§ **TASK DESCRIPTION**:
Could you transcribe all of the data word for word?

§ **EXTRACTED RECORDS**:
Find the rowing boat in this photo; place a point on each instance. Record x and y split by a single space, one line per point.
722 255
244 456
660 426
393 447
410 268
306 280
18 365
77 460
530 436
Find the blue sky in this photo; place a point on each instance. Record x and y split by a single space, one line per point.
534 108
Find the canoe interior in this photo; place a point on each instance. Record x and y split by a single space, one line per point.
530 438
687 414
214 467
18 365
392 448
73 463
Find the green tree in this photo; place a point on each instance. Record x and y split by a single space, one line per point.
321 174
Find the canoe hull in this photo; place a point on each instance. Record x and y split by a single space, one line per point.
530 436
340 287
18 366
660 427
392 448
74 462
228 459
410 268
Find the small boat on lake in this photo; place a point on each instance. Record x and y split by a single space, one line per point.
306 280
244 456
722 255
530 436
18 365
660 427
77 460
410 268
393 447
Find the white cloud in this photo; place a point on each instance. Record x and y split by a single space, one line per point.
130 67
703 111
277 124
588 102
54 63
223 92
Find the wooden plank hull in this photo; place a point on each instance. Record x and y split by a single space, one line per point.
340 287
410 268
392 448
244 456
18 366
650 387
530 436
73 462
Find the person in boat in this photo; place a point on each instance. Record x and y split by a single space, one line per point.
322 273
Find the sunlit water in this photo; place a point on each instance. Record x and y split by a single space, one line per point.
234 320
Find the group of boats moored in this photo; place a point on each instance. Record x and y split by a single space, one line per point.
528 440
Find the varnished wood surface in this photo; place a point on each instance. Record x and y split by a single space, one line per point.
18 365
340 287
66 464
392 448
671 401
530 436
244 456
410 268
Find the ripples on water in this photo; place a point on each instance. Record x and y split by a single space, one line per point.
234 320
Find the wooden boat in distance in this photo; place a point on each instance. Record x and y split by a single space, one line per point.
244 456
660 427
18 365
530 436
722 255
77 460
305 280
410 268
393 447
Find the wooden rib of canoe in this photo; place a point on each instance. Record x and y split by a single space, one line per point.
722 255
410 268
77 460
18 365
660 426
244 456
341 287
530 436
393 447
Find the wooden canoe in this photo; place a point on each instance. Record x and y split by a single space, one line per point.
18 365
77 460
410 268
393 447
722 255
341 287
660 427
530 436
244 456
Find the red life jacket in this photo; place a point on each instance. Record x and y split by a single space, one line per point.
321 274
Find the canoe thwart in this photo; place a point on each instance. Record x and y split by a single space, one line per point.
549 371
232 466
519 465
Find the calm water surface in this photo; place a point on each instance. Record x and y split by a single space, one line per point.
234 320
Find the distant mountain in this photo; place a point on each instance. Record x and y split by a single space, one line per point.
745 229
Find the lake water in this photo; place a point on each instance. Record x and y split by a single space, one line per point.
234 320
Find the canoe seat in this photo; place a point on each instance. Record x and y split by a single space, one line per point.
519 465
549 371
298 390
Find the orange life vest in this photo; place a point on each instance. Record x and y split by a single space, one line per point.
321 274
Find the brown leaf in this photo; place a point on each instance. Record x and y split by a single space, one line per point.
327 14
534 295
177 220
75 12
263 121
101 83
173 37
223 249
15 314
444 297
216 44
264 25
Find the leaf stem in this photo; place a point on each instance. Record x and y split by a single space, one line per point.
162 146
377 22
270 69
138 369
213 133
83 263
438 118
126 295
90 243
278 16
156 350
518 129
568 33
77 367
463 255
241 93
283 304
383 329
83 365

§ **SOLUTION FOR THIS PROBLEM**:
Find the rowing boat in this photo; place a point on each instance. Record x and y split by a single space, one line per point.
722 255
244 456
660 426
393 447
410 268
306 280
18 365
77 460
530 436
Find the blue sky in this photo; place a point on each instance. Record x and y split by a single space, one line per point.
534 108
Find the canoe interior in this photo; place a point on each instance. Record x and y split by a single space, one line per point.
530 438
687 414
214 467
18 365
392 448
73 463
Find the green tree in this photo; place a point on each instance. Record x and y split by a single space, one line per point.
321 174
Find the canoe hull in this photo; place a point on each instance. Record x and y split by a single space, one line per point.
530 436
340 287
18 366
660 427
392 448
74 462
228 459
410 268
Find the small boat on lake in this photo; place a point on each instance. Record x and y split by a single space, one line per point.
306 280
244 456
722 255
530 436
18 365
660 427
77 460
410 268
393 447
Find the white cloud in this photo; place a point on each instance. Record x and y split by a single space, one line per point.
130 67
703 111
277 124
588 102
54 63
223 92
Find the wooden plank hull in this photo; place a point on each instance. Record x and y split by a single space, one line per point.
340 287
410 268
392 448
244 456
18 366
650 387
530 436
73 462
Find the person in boat in this photo; place a point on each instance. Record x and y split by a single space, one line per point.
322 273
Find the sunlit water in this photo; place a point on each instance. Record x and y split by a single space, one line per point.
234 320
Find the group of boats moored in this photo; place a point on each instance. Record x and y split by a single space, one line per point.
528 440
Find the varnished wood surface in this photo; place a point on each instance. Record x and y split by a single space, one line per point.
18 365
340 287
66 464
392 448
671 401
530 436
244 456
410 268
Find the ripples on water in this photo; place a point on each instance. Record x and y split by a single space, one line per point.
234 320
Find the wooden boat in distance in this photo; place a point on each instance. Record x and y split by a single space, one line per point.
244 456
660 427
18 365
530 436
722 255
77 460
305 280
410 268
393 447
Find the wooden rib of canoe in this photo; place a point on each instance. Record x and y split by a single space, one line per point.
722 255
410 268
77 460
18 365
660 426
244 456
341 287
530 436
393 447
Find the wooden canoe in this photo; place a point on each instance. Record x and y split by a single space, one line per point.
18 365
77 460
410 268
393 447
722 255
341 287
660 427
530 436
244 456
Find the red life jacket in this photo; place a point on each instance. Record x and y split by a single space, one line per point.
321 274
Find the canoe thwart in this photo; place a point on each instance. Record x and y split by a single space, one line per point.
549 371
232 466
519 465
Find the calm water surface in this photo; place a point on each instance. Record x and y split by a single space, one line per point.
234 320
Find the distant mountain in this photo; place a point on each instance. Record x and y split by a single space, one line per point.
745 229
Find the lake water in this photo; place a point on each instance. Record x and y split by a single space, one line per point.
234 320
Find the canoe seat in this photo; place a point on each instance. Record x and y split by a single space, one line per point.
519 465
549 371
298 390
Find the orange life vest in this photo; place a point on each instance. Record x and y split by a single space, one line per point.
321 274
Find the brown leaf in this photo; place a point on each instance. Record x and y split by a single space, one line per point.
327 14
534 295
177 220
75 12
263 121
101 83
173 37
223 249
15 314
444 297
216 44
264 25
Find the leaf stem in this photo; place a point on each instance. Record x and y split by a single space, one line per point.
162 146
377 22
270 69
138 369
213 133
83 263
438 118
126 295
90 243
278 16
156 350
518 129
568 33
77 367
463 255
241 93
283 304
383 329
83 365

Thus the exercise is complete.